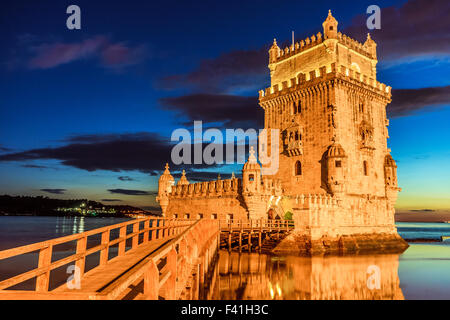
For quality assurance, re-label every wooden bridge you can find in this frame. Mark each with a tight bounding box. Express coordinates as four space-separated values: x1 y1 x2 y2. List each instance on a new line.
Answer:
0 218 219 300
0 218 293 300
219 219 294 252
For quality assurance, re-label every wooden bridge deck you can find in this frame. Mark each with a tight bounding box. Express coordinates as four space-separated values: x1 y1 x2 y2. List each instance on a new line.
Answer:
0 218 219 300
219 219 294 252
53 236 175 293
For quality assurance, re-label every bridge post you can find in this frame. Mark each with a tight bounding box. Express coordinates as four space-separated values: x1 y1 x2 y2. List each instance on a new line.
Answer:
165 248 177 300
142 219 150 243
239 230 242 252
99 230 111 266
75 236 87 277
144 260 159 300
117 227 127 256
36 245 53 292
131 222 140 249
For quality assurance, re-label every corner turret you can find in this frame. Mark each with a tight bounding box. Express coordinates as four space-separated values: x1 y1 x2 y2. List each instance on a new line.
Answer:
156 163 175 216
363 33 377 60
322 10 338 39
177 170 189 186
242 147 261 194
327 142 347 195
269 39 280 64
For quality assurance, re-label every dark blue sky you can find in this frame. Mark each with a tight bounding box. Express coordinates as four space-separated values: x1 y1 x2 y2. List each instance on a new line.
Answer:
0 0 450 208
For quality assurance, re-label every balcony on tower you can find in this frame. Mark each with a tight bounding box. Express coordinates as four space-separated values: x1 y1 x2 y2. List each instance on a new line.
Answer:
284 124 303 157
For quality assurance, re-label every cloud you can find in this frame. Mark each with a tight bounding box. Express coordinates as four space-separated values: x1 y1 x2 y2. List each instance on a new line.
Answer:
108 189 158 196
159 46 269 93
23 35 147 69
101 199 122 202
0 132 172 173
40 189 67 194
0 132 243 176
343 0 450 61
117 176 135 181
101 43 146 68
21 164 49 169
387 86 450 117
160 93 264 129
0 144 12 152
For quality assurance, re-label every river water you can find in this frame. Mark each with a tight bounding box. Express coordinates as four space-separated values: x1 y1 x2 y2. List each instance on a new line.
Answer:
0 216 450 300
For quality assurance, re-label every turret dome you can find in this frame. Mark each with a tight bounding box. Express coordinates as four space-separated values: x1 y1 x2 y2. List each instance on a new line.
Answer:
159 163 175 183
327 142 347 158
243 146 261 170
177 170 189 186
384 154 397 168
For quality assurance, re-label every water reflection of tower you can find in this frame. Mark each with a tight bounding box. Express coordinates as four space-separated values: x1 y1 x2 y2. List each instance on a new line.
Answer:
215 252 404 300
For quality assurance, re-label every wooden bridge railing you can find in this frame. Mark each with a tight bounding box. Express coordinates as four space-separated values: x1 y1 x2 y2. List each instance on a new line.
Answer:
97 219 219 300
0 218 194 298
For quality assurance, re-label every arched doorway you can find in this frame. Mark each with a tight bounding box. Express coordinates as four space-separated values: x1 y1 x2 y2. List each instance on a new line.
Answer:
267 208 276 220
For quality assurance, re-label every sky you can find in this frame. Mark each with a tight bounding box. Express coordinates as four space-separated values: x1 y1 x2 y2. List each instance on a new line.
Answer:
0 0 450 209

------------------------------------------------------------

§ Exercise aim
Copy the part of the listing that opens with the line containing "For quality assurance, re-label every water" and closes with the line containing "0 218 194 298", requests included. Offset every bounding-box coordinate in the answers by -98.

§ Expected answer
For quality assurance, re-label every water reflection of tower you can find in this frame. Mark each with a tight bounding box. Express coordinates as four space-separated values: x1 y1 x2 y2. List each instance on a new line.
Answer:
117 154 306 202
For quality assurance, re-label every wooden bridge railing you can find in this frame. Mark each with a tight bounding box. Express coordinates as four space-separated values: x1 y1 x2 y2. List each instance on a new line.
Answer:
-1 121 121 202
-98 120 96 200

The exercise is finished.